Extracted records
━━━━━━━━━━━━━━━━━━━━━━━━━━━━━━

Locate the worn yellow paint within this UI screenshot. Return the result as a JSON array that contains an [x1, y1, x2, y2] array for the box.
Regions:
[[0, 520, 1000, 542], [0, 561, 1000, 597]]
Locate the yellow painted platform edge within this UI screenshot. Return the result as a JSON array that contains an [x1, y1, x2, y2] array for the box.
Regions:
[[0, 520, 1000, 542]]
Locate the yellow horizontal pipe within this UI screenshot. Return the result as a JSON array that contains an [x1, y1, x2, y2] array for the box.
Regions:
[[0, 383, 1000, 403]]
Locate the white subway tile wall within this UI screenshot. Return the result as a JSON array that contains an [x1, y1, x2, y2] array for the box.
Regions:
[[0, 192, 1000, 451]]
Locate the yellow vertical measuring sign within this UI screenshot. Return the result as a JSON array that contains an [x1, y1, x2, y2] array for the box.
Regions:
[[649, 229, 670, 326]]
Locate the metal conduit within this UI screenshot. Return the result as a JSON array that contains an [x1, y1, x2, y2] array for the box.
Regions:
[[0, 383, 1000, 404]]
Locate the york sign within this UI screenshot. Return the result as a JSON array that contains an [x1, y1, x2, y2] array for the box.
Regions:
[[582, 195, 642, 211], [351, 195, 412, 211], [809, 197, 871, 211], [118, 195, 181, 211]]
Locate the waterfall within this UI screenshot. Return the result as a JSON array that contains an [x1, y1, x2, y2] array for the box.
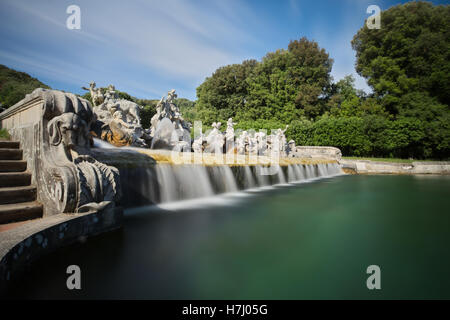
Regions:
[[94, 139, 342, 207]]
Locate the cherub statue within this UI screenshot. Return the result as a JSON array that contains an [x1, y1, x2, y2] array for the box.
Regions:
[[81, 81, 105, 106]]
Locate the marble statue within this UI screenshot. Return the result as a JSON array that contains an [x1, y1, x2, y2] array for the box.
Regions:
[[81, 81, 105, 106], [149, 89, 191, 149], [205, 122, 224, 153], [225, 118, 236, 153], [7, 89, 121, 215]]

━━━━━━━━━━━━━━━━━━━━━━━━━━━━━━

→ Exercise description:
Format the lines above, starting with the first line of the records and continuing through the line containing "[[0, 383, 1000, 403]]", as a Markdown table with the columns No. and Line. Number each row and omit any blank lines.

→ Solved exercise:
| No. | Line |
|---|---|
| 1 | Locate the worn yellow paint within this UI screenshot. Return the result as a JSON array that contains an [x1, y1, x2, y2] array for the box. |
| 2 | Regions: |
| 3 | [[0, 520, 1000, 542], [0, 561, 1000, 597]] |
| 4 | Locate the yellow painted platform edge within this UI screenshot. Return the result as a JSON array that contains an [x1, y1, x2, y2] array for the box. |
| 5 | Regions: |
| 6 | [[0, 520, 1000, 542]] |
| 7 | Locate the yellow horizontal pipe within this UI screenshot. Return the result as a JSON array that contains an [x1, y1, x2, y2] array for the box. |
| 8 | Regions: |
| 9 | [[0, 383, 1000, 403]] |